* [What is needed]:
Which lines in the rows below contain the word "water"? Return each of those lines in full.

* [Records provided]:
-------------------------
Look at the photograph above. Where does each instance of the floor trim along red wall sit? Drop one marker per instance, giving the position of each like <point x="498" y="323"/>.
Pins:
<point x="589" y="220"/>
-------------------------
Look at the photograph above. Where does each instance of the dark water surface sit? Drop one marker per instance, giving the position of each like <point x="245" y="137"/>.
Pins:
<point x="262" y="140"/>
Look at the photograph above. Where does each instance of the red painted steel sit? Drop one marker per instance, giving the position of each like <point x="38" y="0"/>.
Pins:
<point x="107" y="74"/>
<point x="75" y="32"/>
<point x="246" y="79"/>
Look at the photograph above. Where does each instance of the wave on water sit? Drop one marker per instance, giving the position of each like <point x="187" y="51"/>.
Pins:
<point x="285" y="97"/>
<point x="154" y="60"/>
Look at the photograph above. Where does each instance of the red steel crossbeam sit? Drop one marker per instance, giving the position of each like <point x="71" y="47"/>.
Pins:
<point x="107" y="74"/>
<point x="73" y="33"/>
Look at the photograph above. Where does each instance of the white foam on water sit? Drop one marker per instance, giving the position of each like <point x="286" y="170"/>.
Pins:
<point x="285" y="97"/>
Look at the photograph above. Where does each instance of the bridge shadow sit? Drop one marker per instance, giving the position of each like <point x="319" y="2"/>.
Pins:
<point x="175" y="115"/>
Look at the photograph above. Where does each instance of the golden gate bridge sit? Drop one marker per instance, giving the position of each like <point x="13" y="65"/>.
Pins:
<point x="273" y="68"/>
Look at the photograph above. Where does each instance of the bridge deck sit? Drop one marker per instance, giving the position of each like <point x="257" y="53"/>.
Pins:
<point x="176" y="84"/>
-------------------------
* [The reply]:
Look at the photograph above. Where does each instance of the dark water surface sit? Drop one marker per instance, giving the position of each like <point x="245" y="137"/>.
Look at the photograph above. Where does each instance of the wave on water sit? Drop one marker per instance, giving the position of each like <point x="187" y="51"/>.
Look at the photograph above. Where does each instance of the white foam on water sit? Drop one marker per instance, giving the position of each like <point x="286" y="170"/>.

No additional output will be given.